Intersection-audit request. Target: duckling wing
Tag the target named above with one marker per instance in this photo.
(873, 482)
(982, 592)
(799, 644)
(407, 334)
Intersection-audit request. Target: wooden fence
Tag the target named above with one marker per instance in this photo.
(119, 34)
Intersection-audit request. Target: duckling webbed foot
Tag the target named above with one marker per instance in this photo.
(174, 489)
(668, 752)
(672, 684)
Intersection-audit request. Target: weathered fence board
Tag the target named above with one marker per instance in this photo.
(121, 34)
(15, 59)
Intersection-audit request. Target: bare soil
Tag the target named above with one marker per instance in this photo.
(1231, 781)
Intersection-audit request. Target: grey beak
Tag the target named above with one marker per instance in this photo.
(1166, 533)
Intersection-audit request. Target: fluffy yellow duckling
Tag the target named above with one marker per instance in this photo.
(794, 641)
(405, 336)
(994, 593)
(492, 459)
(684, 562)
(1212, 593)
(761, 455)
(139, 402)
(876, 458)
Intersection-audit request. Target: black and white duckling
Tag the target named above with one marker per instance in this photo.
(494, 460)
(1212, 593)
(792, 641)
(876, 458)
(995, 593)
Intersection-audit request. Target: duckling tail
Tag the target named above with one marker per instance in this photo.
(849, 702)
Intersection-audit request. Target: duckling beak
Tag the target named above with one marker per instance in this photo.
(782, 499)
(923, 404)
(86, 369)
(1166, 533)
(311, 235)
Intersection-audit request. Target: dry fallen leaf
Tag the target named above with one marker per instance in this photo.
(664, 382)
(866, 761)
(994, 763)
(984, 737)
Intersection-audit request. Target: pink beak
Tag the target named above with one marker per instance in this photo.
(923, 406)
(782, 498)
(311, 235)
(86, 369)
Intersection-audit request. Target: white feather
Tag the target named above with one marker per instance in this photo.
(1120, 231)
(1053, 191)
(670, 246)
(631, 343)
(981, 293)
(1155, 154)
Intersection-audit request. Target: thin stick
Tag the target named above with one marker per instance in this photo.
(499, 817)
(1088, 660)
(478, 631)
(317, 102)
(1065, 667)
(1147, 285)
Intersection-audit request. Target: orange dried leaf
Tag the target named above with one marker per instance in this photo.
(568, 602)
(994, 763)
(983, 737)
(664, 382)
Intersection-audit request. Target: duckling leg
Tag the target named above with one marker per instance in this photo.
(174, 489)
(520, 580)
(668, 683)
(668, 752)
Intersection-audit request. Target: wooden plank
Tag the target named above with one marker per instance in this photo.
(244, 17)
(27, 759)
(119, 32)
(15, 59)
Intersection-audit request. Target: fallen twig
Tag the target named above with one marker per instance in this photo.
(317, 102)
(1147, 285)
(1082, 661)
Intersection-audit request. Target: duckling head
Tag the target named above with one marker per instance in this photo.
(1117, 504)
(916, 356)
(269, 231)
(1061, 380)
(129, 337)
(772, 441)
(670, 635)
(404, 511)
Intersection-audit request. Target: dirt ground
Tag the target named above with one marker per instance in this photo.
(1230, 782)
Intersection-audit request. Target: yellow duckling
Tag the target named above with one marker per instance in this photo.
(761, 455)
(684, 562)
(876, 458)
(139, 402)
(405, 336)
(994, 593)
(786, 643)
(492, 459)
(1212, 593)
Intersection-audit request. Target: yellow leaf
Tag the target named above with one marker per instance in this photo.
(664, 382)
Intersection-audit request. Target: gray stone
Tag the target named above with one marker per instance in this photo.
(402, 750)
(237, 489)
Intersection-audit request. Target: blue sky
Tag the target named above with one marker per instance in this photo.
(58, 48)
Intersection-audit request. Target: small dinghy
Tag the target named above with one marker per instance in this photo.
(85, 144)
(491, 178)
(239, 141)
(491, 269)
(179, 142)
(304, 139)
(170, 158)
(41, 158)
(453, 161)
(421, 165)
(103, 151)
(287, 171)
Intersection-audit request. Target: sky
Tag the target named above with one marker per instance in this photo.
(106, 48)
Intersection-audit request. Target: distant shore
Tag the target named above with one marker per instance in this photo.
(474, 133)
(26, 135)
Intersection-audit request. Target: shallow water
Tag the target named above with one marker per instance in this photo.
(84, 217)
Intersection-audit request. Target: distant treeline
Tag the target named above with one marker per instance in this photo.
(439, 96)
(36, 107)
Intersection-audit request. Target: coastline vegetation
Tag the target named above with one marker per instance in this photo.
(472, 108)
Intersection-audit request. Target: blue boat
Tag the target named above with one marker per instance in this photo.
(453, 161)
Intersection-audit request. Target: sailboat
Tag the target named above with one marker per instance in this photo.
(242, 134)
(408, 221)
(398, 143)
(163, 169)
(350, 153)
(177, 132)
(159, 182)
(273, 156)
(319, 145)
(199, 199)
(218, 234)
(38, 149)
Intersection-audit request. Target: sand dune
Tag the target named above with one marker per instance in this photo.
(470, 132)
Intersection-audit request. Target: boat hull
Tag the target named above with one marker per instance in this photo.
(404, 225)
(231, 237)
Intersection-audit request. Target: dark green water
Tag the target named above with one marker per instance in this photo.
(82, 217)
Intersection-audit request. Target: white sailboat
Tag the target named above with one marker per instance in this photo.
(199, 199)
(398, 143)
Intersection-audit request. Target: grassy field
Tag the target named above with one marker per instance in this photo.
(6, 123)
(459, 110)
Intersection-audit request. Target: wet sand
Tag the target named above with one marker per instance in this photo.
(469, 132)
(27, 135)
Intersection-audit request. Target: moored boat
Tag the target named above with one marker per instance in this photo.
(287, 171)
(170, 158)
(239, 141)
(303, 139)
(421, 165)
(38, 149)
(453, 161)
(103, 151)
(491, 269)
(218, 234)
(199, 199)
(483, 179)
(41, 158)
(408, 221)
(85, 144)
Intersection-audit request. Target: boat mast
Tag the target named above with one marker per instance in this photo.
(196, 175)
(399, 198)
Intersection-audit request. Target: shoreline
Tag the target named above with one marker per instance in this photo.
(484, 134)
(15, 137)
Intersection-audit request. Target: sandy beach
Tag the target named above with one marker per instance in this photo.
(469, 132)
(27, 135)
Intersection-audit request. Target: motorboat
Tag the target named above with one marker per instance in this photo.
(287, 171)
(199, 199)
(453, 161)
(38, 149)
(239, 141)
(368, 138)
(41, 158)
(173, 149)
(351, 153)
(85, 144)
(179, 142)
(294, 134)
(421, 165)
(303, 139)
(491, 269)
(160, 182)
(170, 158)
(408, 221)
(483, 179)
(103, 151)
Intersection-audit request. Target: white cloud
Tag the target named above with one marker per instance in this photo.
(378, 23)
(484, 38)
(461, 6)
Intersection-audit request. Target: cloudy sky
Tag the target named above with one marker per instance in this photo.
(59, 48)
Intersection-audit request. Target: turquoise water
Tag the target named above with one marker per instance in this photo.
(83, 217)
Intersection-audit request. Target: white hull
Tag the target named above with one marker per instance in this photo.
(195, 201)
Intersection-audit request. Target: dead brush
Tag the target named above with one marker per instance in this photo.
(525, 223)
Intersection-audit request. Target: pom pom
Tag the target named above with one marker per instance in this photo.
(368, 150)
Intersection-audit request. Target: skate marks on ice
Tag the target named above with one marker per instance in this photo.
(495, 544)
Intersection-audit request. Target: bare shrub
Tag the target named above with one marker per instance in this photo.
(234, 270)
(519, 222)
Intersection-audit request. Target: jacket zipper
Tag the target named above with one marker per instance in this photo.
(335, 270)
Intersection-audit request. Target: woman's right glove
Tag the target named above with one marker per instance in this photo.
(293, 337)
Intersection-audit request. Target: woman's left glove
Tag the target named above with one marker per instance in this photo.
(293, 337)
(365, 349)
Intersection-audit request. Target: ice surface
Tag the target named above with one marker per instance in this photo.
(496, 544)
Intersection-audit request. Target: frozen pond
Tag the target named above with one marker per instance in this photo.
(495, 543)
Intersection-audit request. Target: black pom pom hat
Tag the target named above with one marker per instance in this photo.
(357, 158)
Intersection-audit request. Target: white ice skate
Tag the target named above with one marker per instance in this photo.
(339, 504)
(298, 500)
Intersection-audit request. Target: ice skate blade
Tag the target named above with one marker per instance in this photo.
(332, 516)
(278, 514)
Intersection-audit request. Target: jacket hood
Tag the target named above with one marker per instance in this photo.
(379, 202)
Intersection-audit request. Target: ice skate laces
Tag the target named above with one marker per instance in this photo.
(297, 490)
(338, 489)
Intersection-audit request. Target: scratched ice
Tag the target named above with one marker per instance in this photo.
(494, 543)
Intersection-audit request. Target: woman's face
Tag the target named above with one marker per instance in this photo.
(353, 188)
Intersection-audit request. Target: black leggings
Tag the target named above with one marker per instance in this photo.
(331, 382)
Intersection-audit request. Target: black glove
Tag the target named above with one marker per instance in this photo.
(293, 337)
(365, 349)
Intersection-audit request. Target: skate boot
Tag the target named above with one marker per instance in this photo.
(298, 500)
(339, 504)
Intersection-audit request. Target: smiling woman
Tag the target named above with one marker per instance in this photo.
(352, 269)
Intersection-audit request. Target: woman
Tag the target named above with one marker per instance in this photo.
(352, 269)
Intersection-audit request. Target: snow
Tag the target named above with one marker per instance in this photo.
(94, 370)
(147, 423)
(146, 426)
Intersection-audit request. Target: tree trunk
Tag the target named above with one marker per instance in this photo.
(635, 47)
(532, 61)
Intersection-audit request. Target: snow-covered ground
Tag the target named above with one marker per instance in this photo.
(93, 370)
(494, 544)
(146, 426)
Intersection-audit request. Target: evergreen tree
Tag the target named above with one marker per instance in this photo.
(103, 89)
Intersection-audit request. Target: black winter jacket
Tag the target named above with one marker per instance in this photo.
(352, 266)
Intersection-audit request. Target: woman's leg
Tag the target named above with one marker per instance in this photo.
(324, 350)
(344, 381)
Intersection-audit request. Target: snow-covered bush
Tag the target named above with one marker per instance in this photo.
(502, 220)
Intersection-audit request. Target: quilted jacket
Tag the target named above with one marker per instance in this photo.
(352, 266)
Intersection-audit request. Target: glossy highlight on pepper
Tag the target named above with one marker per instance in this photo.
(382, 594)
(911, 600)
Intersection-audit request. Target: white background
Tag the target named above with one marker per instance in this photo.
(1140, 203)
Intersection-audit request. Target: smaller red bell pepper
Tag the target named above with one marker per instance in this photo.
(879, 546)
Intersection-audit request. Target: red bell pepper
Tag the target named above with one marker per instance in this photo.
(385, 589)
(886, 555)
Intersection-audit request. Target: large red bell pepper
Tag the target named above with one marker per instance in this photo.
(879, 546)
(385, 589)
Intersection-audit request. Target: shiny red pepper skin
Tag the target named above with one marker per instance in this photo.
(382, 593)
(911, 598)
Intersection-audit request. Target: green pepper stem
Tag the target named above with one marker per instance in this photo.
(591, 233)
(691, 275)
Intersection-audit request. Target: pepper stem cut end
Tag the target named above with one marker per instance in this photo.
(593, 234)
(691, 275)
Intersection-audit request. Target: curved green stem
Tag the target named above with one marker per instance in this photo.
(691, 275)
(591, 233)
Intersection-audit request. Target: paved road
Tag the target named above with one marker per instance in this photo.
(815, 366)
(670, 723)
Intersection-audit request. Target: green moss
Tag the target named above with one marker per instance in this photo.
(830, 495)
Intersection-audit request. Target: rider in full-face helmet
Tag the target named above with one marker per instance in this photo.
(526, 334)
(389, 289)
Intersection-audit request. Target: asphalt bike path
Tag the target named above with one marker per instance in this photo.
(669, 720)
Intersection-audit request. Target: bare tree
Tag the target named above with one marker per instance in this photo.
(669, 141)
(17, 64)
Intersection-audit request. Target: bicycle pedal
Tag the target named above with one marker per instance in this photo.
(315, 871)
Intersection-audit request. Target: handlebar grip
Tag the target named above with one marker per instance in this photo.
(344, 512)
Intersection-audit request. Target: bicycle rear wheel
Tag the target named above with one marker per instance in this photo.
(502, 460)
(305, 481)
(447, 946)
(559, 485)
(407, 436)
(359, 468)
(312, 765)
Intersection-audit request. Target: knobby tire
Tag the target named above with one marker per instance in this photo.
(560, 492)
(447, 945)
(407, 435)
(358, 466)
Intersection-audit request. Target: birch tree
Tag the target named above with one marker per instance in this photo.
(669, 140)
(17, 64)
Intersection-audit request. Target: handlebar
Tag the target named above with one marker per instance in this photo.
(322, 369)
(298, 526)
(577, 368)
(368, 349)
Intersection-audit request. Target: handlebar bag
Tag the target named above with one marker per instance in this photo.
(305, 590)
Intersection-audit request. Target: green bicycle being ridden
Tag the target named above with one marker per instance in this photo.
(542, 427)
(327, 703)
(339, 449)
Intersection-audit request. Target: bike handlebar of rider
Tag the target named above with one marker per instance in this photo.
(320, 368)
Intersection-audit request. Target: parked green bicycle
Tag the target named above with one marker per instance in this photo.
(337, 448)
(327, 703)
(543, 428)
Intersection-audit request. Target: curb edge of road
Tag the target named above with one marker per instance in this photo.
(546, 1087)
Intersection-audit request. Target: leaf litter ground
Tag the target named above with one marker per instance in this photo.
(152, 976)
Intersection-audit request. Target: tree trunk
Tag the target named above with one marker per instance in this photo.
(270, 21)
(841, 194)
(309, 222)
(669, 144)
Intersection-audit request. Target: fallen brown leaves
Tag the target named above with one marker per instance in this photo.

□ □ □

Work required: Show me each line of the listing above with "yellow" in it.

Task answer:
Intersection-audit request. Target: fluffy yellow duckling
Intersection-audit request. Target: yellow duckling
Intersection-audit request. Target: yellow leaf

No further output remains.